Excerpted text:
--- Start ---

Media Elite, Invited Guests Fill St. Bartholomew's for Walter Cronkite Funeral

Loved ones, friends and colleagues prepared to gather Thursday for Walter Cronkite's funeral as flowers arrived at the church and tourists lingered outside to pay their respects. Video by AP
By Howard Kurtz
Washington Post Staff Writer
Friday, July 24, 2009

NEW YORK, July 23 -- He reached tens of millions in his heyday, but here within the magnificent stone-and-brick church on Park Avenue, it was 1,000 invited guests -- some famous, some family, all touched by their anchor -- who bid farewell to Walter Cronkite.

As Andy Rooney used a cane to make his way down the aisle of St. Bartholomew's Church, beneath the massive circle of a stained-glass window, it seemed clear that Cronkite's generation, now fading from the scene, would miss him most of all.

Rooney's voice broke as he began to speak Thursday, and the television curmudgeon was quickly overcome by emotion. He recalled meeting Cronkite, the United Press man, in London during World War II, when they would leave town during bombing raids and then return to file their stories.

"You get to know someone pretty well in a war," Rooney said. "I just feel so terrible about Walter's death that I can hardly say anything. He was such a good friend. Please excuse me -- I can't." Rooney left the lectern, hobbling through a side door to his right.

The afternoon began under slate-gray skies as a dozen cameras recorded the arrival of CBS royalty -- Les Moonves, Katie Couric, Bob Schieffer, Don Hewitt, Morley Safer, Steve Kroft, Harry Smith. They gathered in the front pew, while Dan Rather -- who is suing the network over his departure from Cronkite's old chair -- sat somberly eight rows back. Colleagues and contemporaries from the other networks -- Charlie Gibson, Barbara Walters, Brian Williams, Tom Brokaw -- came to pay their respects to Cronkite, who died Friday at 92.

Sandy Socolow, Cronkite's onetime producer, gave the crowd a lighter look at the journalistic war horse, dispelling any notions of legendary perfection. In fact, he said, Cronkite once inexplicably blanked on saying his own name -- he got as far as "this is" -- and had to be rescued by the control room, which cut away.

When security guards at the 1968 Democratic convention manhandled Rather on the floor, Socolow said, Cronkite "shouted about thuggery" on the air and later "felt embarrassed and ashamed that he had lost his cool." When Chicago Mayor Richard Daley -- father of the current mayor -- arrived for an interview the next day, Cronkite "felt he wasn't forceful enough" with the man whose police force precipitated bloody clashes with protestors. "It was one of the low points of his life," Socolow said.

The following year, when Spiro Agnew assailed the media's "nattering nabobs of negativism," "Walter was furious" at the vice president, Socolow said, and insisted on convening a town meeting on the news business in his native Missouri.

--- End ---

Saved entries:
--- Start ---

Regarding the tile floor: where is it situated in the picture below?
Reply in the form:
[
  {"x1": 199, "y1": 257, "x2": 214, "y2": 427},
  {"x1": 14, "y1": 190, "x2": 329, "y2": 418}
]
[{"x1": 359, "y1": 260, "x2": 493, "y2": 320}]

--- End ---

Goal 1: Retype the article about the Cronkite funeral, starting at "As Andy Rooney" and ending at "file their stories.".
Goal 2: In the article about the Cronkite funeral, where did Andy Rooney first meet Cronkite?
These rows are separate from the article about the Cronkite funeral.

Full solution 1:
As Andy Rooney used a cane to make his way down the aisle of St. Bartholomew's Church, beneath the massive circle of a stained-glass window, it seemed clear that Cronkite's generation, now fading from the scene, would miss him most of all.

Rooney's voice broke as he began to speak Thursday, and the television curmudgeon was quickly overcome by emotion. He recalled meeting Cronkite, the United Press man, in London during World War II, when they would leave town during bombing raids and then return to file their stories.

Full solution 2: In London during World War II.